====== Extract to read
I interviewed a molder this week for an upcoming article, and he voiced something that a number of you may be experiencing – and others will soon, no doubt. It used to be that custom processors like this injection and blow molder had to satisfy the customer’s engineering and purchasing teams that they would get a good product at a good price and on time. But nowadays, this molder, whose business is increasingly in medical and pharmaceutical products, has another point of interaction with customers:

“They have a whole team asking sustainability questions now. Most of our machines are all-electric now, saving energy. Our paperboard boxes are 100% recycled material. We’re looking into returnable plastic totes for shipping. But they want to know more – Are we using all-LED lighting? Are we taking steps to not waste water? Are we following all the proper labor regulations?”

Yes, it’s a whole new world. One signpost to that new world is the growing focus on carbon footprints. I’ve written several times recently about how those footprints are calculated – not a task to be approached casually. There are innumerable factors to consider, but some of your suppliers are starting to make things easier by offering carbon footprints for their products, like resins, injection machines and molds.
============
====== Provided records
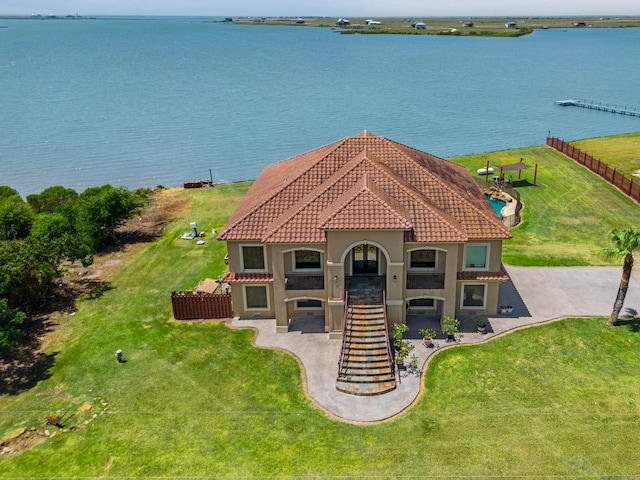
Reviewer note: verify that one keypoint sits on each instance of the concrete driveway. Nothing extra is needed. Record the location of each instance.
(537, 294)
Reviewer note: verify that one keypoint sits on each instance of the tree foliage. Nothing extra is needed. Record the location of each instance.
(16, 217)
(10, 323)
(65, 226)
(625, 243)
(50, 199)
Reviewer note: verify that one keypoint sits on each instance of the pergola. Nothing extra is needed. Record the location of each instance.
(519, 166)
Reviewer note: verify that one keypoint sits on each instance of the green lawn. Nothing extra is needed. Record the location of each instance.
(566, 216)
(198, 400)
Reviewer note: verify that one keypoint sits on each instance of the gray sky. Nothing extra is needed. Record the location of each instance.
(337, 8)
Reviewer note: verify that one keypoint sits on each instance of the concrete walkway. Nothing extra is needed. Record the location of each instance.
(538, 294)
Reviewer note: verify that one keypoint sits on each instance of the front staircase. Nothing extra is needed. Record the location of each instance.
(366, 366)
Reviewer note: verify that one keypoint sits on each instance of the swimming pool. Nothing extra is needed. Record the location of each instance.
(497, 205)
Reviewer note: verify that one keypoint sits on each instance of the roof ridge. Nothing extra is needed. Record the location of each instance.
(296, 208)
(365, 186)
(274, 192)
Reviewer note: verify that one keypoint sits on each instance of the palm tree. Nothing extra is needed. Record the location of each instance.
(625, 243)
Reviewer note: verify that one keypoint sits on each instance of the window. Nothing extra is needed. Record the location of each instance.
(255, 297)
(422, 303)
(476, 257)
(474, 295)
(306, 260)
(308, 304)
(253, 258)
(422, 259)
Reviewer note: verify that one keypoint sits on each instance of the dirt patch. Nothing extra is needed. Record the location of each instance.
(27, 364)
(14, 444)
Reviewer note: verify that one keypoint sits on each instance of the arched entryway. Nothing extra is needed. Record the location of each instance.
(365, 259)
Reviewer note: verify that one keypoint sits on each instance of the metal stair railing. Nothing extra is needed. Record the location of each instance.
(387, 338)
(344, 335)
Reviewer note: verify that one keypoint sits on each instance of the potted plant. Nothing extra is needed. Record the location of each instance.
(450, 327)
(481, 323)
(400, 346)
(428, 334)
(506, 309)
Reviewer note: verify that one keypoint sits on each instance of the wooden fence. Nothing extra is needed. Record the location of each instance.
(617, 179)
(191, 306)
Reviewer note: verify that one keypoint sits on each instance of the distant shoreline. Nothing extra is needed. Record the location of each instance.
(494, 26)
(449, 26)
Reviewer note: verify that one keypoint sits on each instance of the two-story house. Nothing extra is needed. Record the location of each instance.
(363, 209)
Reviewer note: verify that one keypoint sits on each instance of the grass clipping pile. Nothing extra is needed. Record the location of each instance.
(22, 439)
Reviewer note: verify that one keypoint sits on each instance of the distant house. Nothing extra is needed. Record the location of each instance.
(416, 228)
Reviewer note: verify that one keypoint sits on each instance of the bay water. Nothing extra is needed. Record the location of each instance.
(142, 102)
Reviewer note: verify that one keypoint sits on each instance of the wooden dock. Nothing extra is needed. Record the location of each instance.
(603, 107)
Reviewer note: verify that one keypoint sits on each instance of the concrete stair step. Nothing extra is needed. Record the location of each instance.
(366, 349)
(367, 374)
(366, 378)
(365, 336)
(371, 363)
(364, 390)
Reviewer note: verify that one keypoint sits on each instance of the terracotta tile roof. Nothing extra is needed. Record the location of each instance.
(354, 210)
(500, 276)
(233, 277)
(364, 182)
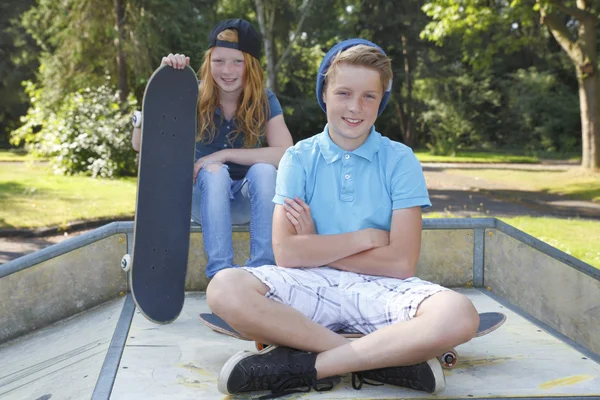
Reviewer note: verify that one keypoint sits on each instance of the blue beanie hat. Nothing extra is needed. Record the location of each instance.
(346, 44)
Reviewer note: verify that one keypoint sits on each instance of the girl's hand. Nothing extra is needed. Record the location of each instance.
(217, 158)
(298, 212)
(177, 61)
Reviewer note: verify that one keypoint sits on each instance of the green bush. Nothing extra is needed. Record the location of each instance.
(88, 132)
(543, 110)
(460, 112)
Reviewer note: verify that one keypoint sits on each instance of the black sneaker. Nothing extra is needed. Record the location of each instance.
(427, 376)
(281, 370)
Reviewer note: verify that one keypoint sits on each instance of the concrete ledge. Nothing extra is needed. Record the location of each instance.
(566, 297)
(79, 273)
(61, 286)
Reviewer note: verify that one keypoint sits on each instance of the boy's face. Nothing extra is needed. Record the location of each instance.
(352, 98)
(227, 68)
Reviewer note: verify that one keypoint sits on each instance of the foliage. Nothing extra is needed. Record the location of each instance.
(543, 110)
(88, 133)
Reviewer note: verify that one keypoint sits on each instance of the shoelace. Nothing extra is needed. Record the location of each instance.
(299, 384)
(404, 382)
(357, 376)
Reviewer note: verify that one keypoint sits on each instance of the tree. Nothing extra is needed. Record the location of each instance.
(267, 13)
(572, 23)
(18, 62)
(581, 45)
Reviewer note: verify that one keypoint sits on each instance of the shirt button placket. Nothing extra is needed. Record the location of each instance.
(347, 182)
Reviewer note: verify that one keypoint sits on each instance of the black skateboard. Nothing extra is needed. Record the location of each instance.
(161, 233)
(488, 322)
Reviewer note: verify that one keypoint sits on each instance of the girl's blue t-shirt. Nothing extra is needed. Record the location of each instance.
(223, 141)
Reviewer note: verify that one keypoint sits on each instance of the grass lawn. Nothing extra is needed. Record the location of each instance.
(574, 183)
(489, 157)
(577, 237)
(32, 196)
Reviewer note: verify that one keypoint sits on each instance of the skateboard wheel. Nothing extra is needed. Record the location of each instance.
(448, 359)
(126, 262)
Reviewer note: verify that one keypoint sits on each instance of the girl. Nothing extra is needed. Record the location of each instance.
(234, 175)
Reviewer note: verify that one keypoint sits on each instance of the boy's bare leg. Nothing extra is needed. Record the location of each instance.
(238, 297)
(443, 321)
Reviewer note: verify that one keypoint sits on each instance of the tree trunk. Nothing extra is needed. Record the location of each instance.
(119, 40)
(589, 90)
(583, 53)
(408, 130)
(266, 30)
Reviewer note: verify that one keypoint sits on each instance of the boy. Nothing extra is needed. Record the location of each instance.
(346, 238)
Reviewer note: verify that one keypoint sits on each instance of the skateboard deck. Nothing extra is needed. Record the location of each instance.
(161, 233)
(488, 322)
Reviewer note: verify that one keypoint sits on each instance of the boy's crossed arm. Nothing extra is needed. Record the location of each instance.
(369, 251)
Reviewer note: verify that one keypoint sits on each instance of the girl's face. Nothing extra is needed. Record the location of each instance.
(227, 69)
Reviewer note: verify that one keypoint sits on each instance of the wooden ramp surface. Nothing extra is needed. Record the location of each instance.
(182, 360)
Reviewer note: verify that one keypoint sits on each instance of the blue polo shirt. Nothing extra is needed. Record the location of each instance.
(222, 138)
(351, 190)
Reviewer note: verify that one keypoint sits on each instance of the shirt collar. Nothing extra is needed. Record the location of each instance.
(332, 152)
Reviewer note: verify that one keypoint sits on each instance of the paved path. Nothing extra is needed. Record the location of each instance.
(455, 195)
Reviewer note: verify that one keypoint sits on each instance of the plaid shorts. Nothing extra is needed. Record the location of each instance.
(345, 301)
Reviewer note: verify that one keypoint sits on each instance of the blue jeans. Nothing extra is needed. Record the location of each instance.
(218, 202)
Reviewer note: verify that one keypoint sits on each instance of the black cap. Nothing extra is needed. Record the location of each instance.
(249, 40)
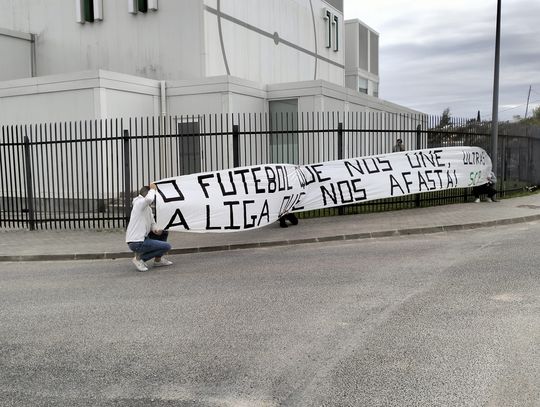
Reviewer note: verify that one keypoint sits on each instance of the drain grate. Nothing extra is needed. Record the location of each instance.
(529, 206)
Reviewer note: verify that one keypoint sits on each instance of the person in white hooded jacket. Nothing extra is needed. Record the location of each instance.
(142, 235)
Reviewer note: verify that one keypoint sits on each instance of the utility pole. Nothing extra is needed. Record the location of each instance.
(495, 110)
(528, 98)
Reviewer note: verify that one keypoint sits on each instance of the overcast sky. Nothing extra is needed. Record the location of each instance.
(435, 54)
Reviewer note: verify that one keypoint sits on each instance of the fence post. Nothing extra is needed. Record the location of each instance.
(341, 209)
(127, 176)
(236, 145)
(29, 185)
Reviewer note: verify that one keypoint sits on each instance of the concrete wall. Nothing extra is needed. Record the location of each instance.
(259, 40)
(15, 55)
(271, 41)
(162, 44)
(80, 96)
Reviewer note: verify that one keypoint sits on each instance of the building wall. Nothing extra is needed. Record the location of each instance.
(361, 58)
(16, 51)
(152, 45)
(80, 96)
(259, 40)
(272, 41)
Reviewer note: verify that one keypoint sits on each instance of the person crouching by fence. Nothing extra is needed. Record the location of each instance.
(142, 235)
(488, 189)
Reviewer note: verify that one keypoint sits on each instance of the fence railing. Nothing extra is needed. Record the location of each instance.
(85, 174)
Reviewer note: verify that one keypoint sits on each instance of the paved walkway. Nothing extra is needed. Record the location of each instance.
(40, 245)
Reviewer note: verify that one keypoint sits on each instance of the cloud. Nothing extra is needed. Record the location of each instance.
(438, 54)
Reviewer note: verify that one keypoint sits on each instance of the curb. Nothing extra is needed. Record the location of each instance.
(243, 246)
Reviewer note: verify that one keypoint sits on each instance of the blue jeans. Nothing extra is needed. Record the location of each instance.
(153, 246)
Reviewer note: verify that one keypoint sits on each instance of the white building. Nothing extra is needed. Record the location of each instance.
(67, 60)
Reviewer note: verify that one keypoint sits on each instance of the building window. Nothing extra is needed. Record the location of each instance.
(331, 23)
(135, 6)
(362, 85)
(88, 10)
(335, 24)
(327, 15)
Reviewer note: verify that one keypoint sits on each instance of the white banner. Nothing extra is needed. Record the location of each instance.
(250, 197)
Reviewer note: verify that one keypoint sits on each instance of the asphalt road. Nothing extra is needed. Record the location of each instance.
(448, 319)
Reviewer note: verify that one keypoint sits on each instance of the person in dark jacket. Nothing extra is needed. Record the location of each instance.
(291, 217)
(488, 189)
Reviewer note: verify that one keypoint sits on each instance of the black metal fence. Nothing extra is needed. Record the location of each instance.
(84, 174)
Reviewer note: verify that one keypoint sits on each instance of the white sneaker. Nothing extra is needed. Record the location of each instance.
(162, 262)
(141, 265)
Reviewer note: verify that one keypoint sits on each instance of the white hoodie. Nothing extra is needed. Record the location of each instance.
(142, 220)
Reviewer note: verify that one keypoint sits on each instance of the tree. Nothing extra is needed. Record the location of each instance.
(446, 118)
(534, 119)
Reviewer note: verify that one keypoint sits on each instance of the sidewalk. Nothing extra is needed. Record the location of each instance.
(43, 245)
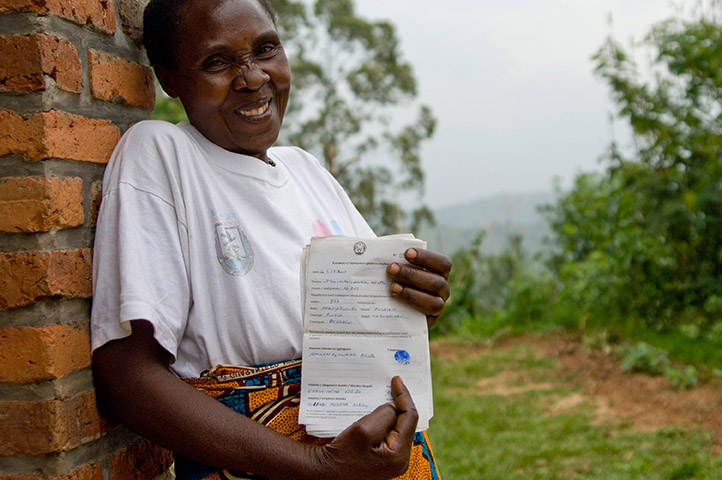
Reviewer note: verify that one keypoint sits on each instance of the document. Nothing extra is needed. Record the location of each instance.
(356, 336)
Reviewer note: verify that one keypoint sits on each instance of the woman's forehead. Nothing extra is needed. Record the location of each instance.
(220, 13)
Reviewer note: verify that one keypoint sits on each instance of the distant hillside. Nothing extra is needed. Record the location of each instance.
(500, 215)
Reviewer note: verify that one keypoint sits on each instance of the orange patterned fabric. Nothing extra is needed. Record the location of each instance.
(271, 395)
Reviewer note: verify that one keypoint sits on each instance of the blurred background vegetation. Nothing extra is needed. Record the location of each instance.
(627, 261)
(633, 253)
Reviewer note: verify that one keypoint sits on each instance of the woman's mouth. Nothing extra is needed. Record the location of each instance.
(254, 112)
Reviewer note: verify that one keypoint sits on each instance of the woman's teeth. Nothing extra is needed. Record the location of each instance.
(255, 112)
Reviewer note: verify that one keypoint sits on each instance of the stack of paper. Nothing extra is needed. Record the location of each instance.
(356, 336)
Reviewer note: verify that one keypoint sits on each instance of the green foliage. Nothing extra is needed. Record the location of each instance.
(489, 292)
(349, 81)
(644, 242)
(167, 108)
(645, 358)
(479, 434)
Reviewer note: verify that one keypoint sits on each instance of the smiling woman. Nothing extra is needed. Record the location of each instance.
(196, 265)
(234, 81)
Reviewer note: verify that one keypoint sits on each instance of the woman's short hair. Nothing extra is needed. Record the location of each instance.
(161, 24)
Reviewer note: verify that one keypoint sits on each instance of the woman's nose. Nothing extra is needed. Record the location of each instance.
(250, 76)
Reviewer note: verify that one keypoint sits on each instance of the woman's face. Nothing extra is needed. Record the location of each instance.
(231, 74)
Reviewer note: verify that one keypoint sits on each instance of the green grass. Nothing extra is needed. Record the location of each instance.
(477, 436)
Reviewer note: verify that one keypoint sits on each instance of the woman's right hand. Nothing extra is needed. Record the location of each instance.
(377, 446)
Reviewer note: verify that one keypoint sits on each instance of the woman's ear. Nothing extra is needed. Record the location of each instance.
(165, 78)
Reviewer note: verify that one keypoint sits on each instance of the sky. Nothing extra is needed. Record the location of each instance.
(511, 84)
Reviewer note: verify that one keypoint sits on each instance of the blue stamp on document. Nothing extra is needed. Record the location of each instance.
(402, 357)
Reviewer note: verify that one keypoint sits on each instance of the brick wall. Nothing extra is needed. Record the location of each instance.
(72, 78)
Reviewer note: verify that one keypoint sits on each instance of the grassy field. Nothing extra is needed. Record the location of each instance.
(497, 416)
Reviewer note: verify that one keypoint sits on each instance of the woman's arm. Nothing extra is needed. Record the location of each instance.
(135, 387)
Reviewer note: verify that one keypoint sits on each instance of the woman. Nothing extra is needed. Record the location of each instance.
(197, 255)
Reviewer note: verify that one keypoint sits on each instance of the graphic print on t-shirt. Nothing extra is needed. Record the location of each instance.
(233, 249)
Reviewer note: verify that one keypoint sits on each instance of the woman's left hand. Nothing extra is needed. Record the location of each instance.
(424, 284)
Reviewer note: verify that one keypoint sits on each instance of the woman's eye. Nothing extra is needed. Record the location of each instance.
(215, 64)
(267, 50)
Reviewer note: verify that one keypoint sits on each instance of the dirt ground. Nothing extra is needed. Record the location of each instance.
(650, 403)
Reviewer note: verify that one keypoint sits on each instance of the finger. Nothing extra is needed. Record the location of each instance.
(373, 428)
(423, 302)
(435, 262)
(419, 279)
(407, 417)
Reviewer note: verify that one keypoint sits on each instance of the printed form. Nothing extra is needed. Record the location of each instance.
(356, 336)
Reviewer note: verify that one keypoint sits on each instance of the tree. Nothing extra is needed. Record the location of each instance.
(349, 82)
(348, 77)
(645, 240)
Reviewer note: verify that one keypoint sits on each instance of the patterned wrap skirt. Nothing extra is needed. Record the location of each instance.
(271, 395)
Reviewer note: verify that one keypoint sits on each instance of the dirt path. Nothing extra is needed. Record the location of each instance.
(650, 403)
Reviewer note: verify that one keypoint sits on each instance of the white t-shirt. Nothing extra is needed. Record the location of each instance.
(206, 244)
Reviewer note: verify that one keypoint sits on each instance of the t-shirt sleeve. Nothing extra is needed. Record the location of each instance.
(139, 266)
(360, 226)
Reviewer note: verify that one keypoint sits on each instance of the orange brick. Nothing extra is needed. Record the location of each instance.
(86, 472)
(96, 195)
(32, 354)
(36, 428)
(28, 277)
(29, 59)
(57, 134)
(114, 79)
(98, 14)
(141, 460)
(29, 204)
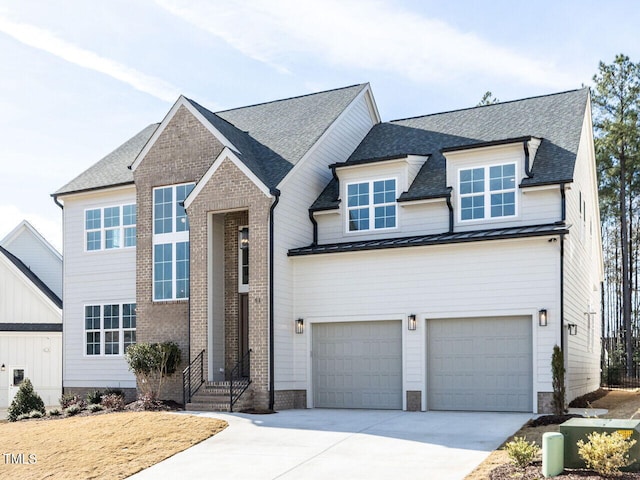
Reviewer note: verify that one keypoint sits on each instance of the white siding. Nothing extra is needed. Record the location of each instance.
(93, 278)
(583, 273)
(40, 354)
(293, 229)
(37, 254)
(482, 279)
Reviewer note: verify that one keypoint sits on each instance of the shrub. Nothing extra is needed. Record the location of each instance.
(148, 402)
(113, 402)
(73, 410)
(152, 363)
(114, 391)
(94, 397)
(521, 452)
(25, 401)
(606, 453)
(68, 399)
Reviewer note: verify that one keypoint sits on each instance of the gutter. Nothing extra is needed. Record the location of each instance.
(276, 193)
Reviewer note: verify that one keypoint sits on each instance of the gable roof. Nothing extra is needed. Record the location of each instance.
(556, 118)
(270, 138)
(112, 170)
(32, 277)
(25, 226)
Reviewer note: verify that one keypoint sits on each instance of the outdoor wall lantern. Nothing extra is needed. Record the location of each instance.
(542, 317)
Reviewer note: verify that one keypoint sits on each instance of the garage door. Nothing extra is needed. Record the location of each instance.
(480, 364)
(357, 365)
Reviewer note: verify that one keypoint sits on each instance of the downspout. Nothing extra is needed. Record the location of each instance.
(450, 207)
(562, 291)
(276, 193)
(55, 199)
(315, 228)
(563, 202)
(563, 215)
(527, 167)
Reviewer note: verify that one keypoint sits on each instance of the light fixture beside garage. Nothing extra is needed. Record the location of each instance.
(542, 317)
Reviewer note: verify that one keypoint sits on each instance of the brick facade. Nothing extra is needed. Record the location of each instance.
(232, 193)
(182, 153)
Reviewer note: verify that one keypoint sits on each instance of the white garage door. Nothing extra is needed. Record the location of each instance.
(480, 364)
(357, 365)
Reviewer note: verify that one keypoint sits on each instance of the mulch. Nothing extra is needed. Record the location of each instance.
(509, 471)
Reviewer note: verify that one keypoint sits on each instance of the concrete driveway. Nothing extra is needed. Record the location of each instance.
(342, 444)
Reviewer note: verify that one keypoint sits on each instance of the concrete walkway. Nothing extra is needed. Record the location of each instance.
(342, 444)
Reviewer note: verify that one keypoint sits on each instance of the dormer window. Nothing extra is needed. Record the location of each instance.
(487, 192)
(371, 205)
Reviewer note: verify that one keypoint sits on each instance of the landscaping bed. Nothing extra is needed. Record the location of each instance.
(621, 404)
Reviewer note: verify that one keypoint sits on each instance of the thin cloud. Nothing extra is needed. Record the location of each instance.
(43, 40)
(361, 34)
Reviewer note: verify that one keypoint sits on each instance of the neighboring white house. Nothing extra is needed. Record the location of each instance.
(429, 263)
(30, 315)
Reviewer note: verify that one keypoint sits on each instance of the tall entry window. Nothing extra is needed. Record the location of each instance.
(243, 260)
(170, 242)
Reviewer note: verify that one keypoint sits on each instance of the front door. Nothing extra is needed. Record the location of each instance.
(16, 377)
(243, 331)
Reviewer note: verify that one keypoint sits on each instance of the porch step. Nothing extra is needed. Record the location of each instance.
(214, 397)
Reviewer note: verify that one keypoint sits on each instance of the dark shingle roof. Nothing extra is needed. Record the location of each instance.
(113, 169)
(556, 118)
(290, 127)
(434, 239)
(32, 277)
(271, 137)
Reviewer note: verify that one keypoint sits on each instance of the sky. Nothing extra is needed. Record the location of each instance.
(78, 78)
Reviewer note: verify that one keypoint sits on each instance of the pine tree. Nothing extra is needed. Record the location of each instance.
(617, 99)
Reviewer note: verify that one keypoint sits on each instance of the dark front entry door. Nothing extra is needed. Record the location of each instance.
(243, 331)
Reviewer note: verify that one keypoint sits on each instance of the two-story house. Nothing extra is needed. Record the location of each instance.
(30, 315)
(335, 260)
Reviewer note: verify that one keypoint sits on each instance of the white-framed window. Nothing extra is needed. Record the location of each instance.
(109, 328)
(371, 205)
(170, 243)
(110, 227)
(487, 192)
(243, 259)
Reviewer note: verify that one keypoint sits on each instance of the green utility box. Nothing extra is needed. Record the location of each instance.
(578, 429)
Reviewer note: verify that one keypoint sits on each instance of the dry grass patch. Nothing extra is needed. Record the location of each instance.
(111, 446)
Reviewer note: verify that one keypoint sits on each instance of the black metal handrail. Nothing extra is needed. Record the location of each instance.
(240, 379)
(192, 378)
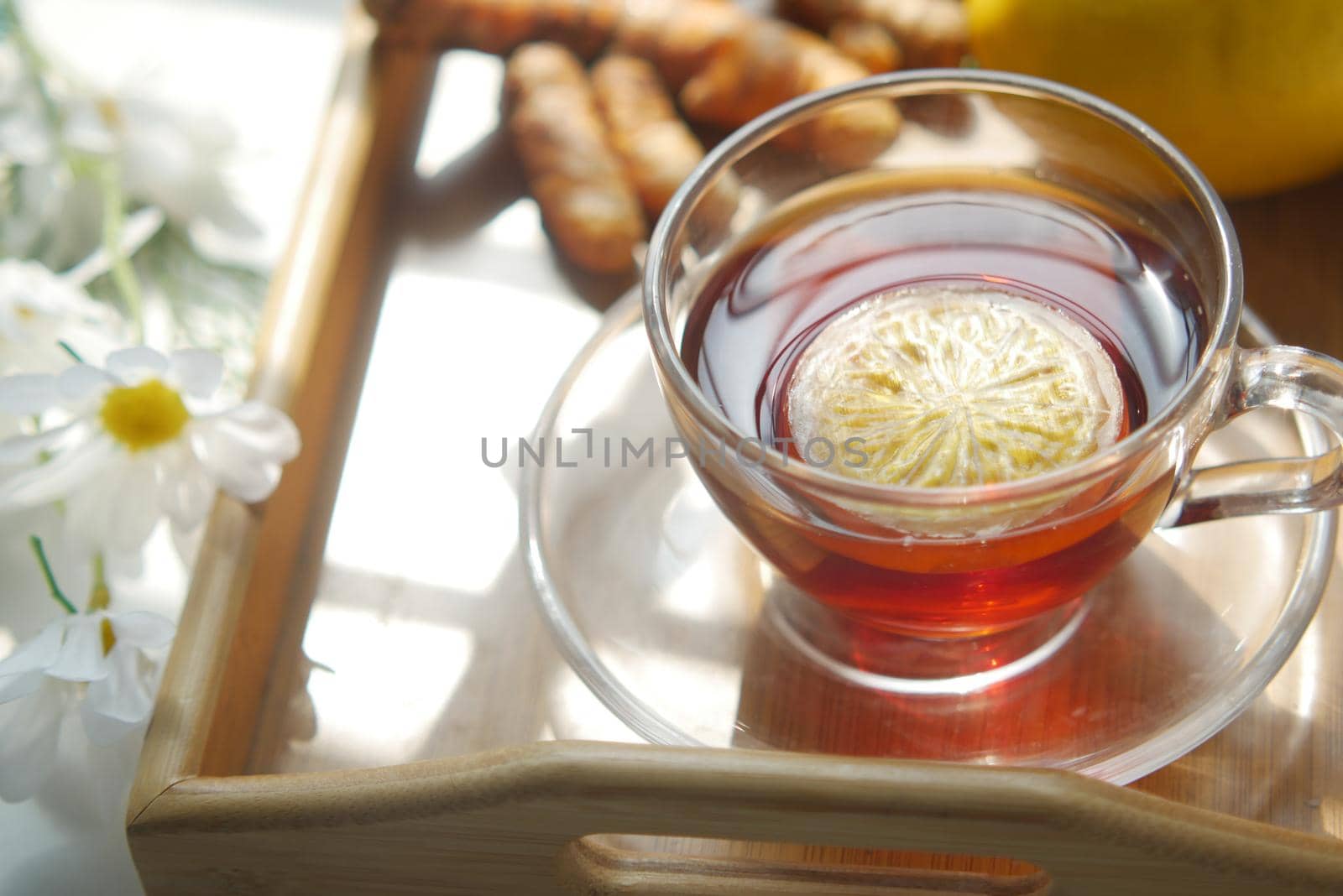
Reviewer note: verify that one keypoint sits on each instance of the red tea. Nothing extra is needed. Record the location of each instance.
============
Complete the following
1. Translate this sentence from the plastics article into Spanish: "One signpost to that new world is the growing focus on carbon footprints."
2. Retype everything in the plastics article from "Yes, it’s a" down to "machines and molds.".
The material has nothing to do with the plastics article.

Outputs in order
1. Una señal de ese nuevo mundo es la creciente atención a las huellas de carbono.

2.
Yes, it’s a whole new world. One signpost to that new world is the growing focus on carbon footprints. I’ve written several times recently about how those footprints are calculated – not a task to be approached casually. There are innumerable factors to consider, but some of your suppliers are starting to make things easier by offering carbon footprints for their products, like resins, injection machines and molds.